→ **POLECENIE DO WYKONANIA**: Zwróć każdy wiersz poniższych pozycji, w którym występuje słowo „bird”. Wielkość liter ma znaczenie.

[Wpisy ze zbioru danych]
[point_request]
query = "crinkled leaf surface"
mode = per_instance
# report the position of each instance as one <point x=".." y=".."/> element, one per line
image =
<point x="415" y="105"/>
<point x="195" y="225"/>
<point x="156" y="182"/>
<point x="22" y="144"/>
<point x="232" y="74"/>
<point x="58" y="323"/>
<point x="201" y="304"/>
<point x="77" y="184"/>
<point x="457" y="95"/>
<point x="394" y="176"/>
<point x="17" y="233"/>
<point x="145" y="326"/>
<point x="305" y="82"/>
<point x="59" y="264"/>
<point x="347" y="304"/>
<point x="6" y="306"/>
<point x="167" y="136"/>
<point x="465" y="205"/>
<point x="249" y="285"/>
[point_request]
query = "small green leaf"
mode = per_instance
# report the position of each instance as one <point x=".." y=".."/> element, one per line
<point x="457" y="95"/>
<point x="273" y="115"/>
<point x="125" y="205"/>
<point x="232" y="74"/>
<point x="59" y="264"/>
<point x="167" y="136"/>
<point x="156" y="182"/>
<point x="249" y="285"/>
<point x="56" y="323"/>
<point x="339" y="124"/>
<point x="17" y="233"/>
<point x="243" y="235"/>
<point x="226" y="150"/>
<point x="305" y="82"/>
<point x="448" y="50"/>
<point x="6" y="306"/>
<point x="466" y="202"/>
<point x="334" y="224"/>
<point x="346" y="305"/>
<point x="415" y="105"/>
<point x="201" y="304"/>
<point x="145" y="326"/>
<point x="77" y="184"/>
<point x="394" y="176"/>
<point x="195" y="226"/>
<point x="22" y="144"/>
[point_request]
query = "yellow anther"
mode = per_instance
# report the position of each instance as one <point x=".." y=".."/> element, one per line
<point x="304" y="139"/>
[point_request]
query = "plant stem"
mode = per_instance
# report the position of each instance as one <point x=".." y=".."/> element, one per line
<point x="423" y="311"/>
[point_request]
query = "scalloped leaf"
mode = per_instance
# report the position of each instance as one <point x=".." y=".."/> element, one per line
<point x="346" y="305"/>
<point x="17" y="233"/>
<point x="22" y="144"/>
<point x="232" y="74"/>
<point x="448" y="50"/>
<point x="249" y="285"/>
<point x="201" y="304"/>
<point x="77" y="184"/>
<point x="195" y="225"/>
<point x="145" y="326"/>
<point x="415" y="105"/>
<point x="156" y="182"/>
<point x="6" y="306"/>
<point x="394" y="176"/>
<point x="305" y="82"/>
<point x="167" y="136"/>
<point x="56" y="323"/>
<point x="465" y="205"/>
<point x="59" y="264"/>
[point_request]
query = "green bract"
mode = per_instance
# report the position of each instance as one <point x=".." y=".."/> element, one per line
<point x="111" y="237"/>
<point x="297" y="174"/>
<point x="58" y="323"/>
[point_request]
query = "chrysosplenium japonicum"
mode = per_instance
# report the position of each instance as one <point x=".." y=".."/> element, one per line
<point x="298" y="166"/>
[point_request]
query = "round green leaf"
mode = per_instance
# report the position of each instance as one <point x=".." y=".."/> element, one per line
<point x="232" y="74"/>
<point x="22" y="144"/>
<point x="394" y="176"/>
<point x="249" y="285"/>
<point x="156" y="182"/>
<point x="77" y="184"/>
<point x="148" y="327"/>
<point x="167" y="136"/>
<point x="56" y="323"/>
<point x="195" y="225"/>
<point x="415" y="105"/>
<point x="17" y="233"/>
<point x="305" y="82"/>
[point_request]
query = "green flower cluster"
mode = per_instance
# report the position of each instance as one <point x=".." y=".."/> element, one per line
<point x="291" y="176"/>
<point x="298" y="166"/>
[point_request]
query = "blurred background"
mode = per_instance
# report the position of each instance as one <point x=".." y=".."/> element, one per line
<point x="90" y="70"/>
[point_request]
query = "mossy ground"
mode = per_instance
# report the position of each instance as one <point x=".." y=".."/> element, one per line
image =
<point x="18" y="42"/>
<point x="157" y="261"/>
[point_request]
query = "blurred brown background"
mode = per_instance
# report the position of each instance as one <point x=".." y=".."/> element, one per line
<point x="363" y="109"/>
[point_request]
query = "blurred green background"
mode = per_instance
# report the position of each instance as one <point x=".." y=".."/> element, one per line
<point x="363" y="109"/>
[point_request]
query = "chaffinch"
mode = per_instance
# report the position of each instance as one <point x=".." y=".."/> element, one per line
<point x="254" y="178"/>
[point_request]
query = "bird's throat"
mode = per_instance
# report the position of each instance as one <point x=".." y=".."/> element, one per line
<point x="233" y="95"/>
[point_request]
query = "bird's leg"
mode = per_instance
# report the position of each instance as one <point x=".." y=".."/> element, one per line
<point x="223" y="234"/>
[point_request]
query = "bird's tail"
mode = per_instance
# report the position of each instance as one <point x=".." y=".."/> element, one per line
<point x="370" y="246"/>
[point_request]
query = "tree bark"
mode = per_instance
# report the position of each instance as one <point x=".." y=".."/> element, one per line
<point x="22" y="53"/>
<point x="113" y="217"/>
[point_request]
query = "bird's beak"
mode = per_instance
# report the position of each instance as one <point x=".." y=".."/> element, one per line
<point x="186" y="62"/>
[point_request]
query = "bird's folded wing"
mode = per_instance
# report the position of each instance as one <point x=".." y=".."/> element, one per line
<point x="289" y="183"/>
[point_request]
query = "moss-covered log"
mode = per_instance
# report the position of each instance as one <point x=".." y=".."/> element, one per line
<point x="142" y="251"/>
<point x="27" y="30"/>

→ **WYNIK ZADANIA**:
query = "bird's throat"
query = "bird's leg"
query = "bird's tail"
query = "bird's beak"
query = "bird's folded wing"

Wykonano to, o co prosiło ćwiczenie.